Material for this exercise –
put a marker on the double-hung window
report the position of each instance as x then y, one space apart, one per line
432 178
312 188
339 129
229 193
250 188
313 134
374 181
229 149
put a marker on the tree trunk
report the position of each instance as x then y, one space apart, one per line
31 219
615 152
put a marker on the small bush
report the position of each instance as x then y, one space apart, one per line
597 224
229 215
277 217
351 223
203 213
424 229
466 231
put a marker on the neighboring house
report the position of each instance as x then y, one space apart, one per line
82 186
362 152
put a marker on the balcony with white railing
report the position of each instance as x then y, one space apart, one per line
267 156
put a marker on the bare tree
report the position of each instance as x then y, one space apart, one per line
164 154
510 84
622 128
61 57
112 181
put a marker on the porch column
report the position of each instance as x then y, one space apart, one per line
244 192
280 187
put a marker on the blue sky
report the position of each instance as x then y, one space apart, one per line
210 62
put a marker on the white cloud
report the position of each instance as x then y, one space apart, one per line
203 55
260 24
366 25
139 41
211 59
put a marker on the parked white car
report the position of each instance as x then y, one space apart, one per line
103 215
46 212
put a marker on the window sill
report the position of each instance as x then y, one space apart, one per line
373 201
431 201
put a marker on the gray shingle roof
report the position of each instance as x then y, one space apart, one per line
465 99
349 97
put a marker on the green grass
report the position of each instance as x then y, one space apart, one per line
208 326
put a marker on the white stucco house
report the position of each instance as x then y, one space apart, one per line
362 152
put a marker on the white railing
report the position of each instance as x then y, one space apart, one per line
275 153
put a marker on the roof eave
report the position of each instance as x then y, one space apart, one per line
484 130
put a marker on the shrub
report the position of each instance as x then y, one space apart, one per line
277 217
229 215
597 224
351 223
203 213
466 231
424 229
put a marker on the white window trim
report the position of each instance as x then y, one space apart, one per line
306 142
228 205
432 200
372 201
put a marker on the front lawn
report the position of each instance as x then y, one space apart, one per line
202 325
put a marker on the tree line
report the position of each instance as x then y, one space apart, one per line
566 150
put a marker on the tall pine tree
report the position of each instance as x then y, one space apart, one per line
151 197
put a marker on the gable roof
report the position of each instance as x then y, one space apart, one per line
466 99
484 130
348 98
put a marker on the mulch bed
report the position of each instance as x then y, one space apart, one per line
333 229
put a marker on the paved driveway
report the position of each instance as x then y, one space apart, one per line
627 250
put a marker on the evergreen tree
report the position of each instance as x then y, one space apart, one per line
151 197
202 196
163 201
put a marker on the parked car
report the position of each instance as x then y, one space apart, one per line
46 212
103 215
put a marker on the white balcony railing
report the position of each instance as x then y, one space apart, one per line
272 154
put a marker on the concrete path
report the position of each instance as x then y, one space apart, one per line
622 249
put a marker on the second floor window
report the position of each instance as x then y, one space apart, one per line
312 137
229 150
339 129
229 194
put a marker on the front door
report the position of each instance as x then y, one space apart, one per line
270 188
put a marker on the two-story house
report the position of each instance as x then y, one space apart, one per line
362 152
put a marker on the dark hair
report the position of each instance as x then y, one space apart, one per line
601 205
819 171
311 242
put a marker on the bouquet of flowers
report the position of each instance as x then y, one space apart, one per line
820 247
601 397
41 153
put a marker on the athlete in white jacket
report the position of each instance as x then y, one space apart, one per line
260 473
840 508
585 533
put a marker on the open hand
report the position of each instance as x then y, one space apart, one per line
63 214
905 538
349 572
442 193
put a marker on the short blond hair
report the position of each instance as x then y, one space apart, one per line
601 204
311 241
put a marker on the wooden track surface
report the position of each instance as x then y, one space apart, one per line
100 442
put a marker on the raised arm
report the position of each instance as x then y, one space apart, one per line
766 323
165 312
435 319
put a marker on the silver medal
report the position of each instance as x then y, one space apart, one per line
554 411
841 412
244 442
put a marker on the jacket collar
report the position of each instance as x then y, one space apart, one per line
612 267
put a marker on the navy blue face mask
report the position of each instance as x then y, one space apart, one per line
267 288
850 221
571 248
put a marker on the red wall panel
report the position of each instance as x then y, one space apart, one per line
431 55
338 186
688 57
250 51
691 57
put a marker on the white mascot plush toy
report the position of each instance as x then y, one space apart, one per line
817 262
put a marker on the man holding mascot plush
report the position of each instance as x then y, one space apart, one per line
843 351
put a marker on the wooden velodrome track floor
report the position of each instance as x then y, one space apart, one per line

Work to be completed – Every line that contains the string "house" should be copied from the records.

Response –
put a marker on the neighboring house
put a marker on the white stucco house
put a marker on the two-story house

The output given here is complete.